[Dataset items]
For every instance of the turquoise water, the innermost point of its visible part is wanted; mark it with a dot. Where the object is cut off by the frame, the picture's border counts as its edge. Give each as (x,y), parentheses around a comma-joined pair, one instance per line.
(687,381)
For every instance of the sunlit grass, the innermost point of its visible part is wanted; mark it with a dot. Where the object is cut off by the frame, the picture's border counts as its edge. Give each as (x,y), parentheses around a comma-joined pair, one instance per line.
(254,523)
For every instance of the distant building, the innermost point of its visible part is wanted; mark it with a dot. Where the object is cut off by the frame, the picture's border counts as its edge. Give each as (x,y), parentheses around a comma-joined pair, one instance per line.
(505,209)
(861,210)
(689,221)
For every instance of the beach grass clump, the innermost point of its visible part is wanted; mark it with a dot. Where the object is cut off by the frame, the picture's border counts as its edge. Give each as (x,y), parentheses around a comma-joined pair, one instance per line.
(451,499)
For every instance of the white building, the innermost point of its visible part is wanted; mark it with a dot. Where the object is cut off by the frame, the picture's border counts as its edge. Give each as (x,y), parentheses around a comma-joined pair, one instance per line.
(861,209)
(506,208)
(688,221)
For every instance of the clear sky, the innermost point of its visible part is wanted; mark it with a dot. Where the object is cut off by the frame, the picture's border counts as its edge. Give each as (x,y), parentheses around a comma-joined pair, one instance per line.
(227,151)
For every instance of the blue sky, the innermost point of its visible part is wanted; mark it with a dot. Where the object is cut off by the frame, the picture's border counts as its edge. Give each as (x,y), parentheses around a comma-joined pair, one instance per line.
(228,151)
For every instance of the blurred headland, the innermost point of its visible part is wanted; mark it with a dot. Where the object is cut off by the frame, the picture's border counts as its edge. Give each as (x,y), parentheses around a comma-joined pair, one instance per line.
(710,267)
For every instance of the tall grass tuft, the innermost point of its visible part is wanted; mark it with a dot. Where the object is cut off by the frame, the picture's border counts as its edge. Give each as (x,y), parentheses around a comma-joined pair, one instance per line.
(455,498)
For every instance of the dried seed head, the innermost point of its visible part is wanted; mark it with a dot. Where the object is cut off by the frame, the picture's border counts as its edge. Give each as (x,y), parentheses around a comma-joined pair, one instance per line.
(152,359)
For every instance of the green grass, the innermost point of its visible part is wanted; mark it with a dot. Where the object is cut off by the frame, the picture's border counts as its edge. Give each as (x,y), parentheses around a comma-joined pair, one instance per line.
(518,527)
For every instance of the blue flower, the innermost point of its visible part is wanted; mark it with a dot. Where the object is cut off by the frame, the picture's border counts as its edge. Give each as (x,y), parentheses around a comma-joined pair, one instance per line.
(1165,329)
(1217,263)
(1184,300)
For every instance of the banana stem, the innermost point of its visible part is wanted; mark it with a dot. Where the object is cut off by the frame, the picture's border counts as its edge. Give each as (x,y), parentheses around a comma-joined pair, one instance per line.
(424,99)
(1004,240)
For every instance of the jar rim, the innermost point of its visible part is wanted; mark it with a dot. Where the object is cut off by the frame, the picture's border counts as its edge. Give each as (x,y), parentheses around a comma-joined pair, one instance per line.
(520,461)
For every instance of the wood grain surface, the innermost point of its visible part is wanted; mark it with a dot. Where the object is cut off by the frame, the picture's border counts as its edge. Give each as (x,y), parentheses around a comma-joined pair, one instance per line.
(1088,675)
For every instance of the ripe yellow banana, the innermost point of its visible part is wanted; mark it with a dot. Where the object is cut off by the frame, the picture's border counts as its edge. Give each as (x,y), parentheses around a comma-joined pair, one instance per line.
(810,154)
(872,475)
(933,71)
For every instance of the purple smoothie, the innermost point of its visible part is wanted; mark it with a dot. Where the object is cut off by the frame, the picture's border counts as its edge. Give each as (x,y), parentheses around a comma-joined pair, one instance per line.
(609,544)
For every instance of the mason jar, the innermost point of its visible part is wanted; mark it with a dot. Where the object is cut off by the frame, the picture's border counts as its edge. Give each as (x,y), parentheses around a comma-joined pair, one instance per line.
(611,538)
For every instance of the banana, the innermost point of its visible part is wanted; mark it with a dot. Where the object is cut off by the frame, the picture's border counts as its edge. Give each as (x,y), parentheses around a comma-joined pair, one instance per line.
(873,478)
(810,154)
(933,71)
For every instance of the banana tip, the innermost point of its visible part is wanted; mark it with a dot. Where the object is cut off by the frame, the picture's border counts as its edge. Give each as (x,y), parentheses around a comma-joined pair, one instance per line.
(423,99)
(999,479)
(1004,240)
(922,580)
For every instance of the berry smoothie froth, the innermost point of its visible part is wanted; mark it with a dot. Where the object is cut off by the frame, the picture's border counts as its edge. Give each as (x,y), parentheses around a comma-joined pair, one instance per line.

### AIM
Set down each entry again, unchanged.

### TASK OUTPUT
For every instance of the turquoise water, the innermost point of its visible part is wanted; mark it with a dot. Where the object is cut off by the frame, the picture's border counts as its edge. Give each as (x,y), parentheses around a comma-joined pair, one instance per line.
(687,381)
For every instance of the sunlit grass, the innermost point of its visible part is wanted; mark it with a dot. Where the object is cut off by the frame, the picture's border counts as its edge. Give each as (x,y), parentheses around a comma-joined pair, one instance per line.
(254,523)
For every instance of the distant building, the innermost point of its visible part is wanted; mark it with a dot. Where the object is cut off by the frame, the picture's border counts as its edge. Give each as (x,y), parentheses around a comma-joined pair, one instance per line.
(505,209)
(861,210)
(689,221)
For every instance of the beach grass clump, the innermost point of its visible part is wanted; mark it with a dot. Where the object is cut off by the frame, the picture's border counts as its edge. Give each as (x,y), parentheses around a comma-joined pair, one instance per line.
(451,499)
For every instance of the white building, the innermost point of its visible part is wanted; mark it with a dot. Where the object is cut off by the frame, the picture's border counts as its edge. Give each as (x,y), parentheses around a comma-joined pair, one instance per line.
(861,209)
(506,208)
(688,221)
For every instance of the clear sky, the innermost point of its visible part is wanted; mark it with a dot. Where the object is cut off by the frame, the picture's border counts as its edge. Give each as (x,y), parentheses around a comma-joined pair, one instance per line.
(227,151)
For every instance of the blue sky, the innermost point of its visible part is wanted; mark it with a dot. Where the object is cut off by the frame, the picture's border counts as its edge. Give each as (x,y), parentheses around a comma-joined pair, one instance per line.
(228,151)
For every instance of the blurred headland, the innermost point of its visible part is wanted; mark it with a dot. Where the object is cut off by the frame, the picture's border counts as its edge. Give each as (x,y), parentheses around a comma-joined pair, one instance per line.
(710,267)
For every instance of the tall grass tuft, the innermost point of its visible part is wanted; mark it with a dot. Where the object is cut off by the frame, the picture's border counts as its edge. Give each as (x,y), parentheses around a comma-joined pair, one instance per line.
(455,498)
For every instance of the dried seed head, the innermost point of its visible part is wanted; mark it with a dot. Where the object is cut off by the frame, the picture's border counts as its edge. Give each as (x,y), parentheses around a comma-joined pair, one instance per line.
(152,359)
For every instance of the green grass, the innermost point of its visible part is wanted; mark it with a dot. Where the object is cut off by the frame, the picture's border counts as its edge. Give each as (x,y), parentheses around a comma-joined pair, one instance per line.
(518,527)
For every instance of the blue flower, the innermost point of its visible part is wanted; mark it with a dot. Where the object is cut off by the frame, the picture's border counts as its edge. Give each as (x,y), parentheses around a comma-joined pair, one instance per line.
(1165,329)
(1217,263)
(1184,300)
For every instance of the banana stem, the innermost point of its visible part is wanted; mark it with a dot. Where the object is cut off by the frame, the picture's border counts as its edge. Give each as (x,y), parentheses around a comma-joined pair, one instance per line.
(424,99)
(1004,240)
For every instance of the jar rim, the innermost point of its visible part is wanted; mark it with a dot. Where the object is cut off by the frame, the picture's border counts as its edge. Give each as (x,y), parentheses around a comma-joined pair, one instance per line.
(520,461)
For every instance of the wood grain surface, the innermost point of its visible part is wanted; mark it with a dot. Where the object is cut off by the frame, the picture's border counts as its edge. Give each as (x,y), parentheses around a comma-joined pair, one instance per line.
(1088,675)
For every instance of the ripe yellow banana, the innermost point of its visible part is wanted; mark it with a dot. Where the object is cut off by the frame, the picture's border counts as its edge. Give each as (x,y), parentheses around a comma-joined pair, one instance per line.
(810,154)
(872,475)
(933,71)
For every instance of the purple smoothie, the innermost point of its visible part is wanted; mark it with a dot. Where the object is cut off by the frame, the picture's border counts as its edge. Give each as (x,y), parentheses around a comma-joined pair, one instance per line.
(609,544)
For every instance of the mason jar, the innermost point of its visible part is wanted; mark it with a dot. Where the object is cut off by the frame, the picture's border counts as its edge. Give each as (x,y), parentheses around a comma-joined pair, one instance per line.
(611,538)
For every instance of the banana, the innermost point of its visible part is wanted; mark it with a dot. Where the object is cut off by the frame, the picture's border counts as its edge. Give each as (x,y), parentheses around a comma-joined pair, one instance per line.
(873,478)
(810,154)
(933,71)
For every instance of the banana tip, the innermost point of its visible part is wanted; mark it with a dot. Where the object is cut off by the frame, the picture's border counts as its edge. Give each as (x,y), parentheses around a comma-joined pair, one instance per line.
(423,99)
(999,479)
(1004,240)
(922,580)
For every instance of the berry smoothie froth, the innermost point of its visible part is wanted; mark it with a dot. Where the object is cut off by the frame, the picture's border counts as its edge. Give each as (x,y), parentheses around a comma-joined pair, one instance per line.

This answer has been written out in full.